*** Records for this exercise ***
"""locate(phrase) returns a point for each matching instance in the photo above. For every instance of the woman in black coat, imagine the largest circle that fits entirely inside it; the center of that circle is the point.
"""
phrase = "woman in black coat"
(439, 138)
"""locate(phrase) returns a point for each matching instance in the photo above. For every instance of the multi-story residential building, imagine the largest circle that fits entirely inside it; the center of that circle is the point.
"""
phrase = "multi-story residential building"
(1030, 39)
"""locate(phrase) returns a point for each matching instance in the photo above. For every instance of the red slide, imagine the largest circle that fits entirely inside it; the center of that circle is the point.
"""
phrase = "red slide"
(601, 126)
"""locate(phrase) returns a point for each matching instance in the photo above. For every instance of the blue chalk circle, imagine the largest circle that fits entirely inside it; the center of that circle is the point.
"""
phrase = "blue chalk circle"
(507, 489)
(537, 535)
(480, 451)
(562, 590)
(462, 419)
***
§ **Brief**
Print out each record above exactly, with nothing omitted.

§ **Answer for this exercise**
"""locate(phrase) returns a point for each matching instance in the photo above. For every instance of the woman in black coat, imagine the largest circle that fits entirely inside it; the center of that circle is the point.
"""
phrase = "woman in black coat"
(439, 138)
"""locate(phrase) returns a point for each matching instance in the photo above. For every instance of the multi-story residential building, imagine the largest circle that fits entirely inside it; the center of that circle is the point.
"""
phrase = "multi-story residential building"
(1030, 39)
"""locate(phrase) returns a point for each matching instance in the photo above. For every instance of the red slide, imagine the largest circle that fits entirely inside it; the center of that circle is the point.
"""
phrase = "red slide"
(601, 126)
"""locate(phrase) returns a point for each matching instance in the photo above. For every instance of the blue chalk circle, imagine the largest circle that fits entirely inside it; the center of that circle is the point.
"""
phrase = "blue chalk circle"
(507, 489)
(537, 535)
(480, 451)
(562, 590)
(462, 419)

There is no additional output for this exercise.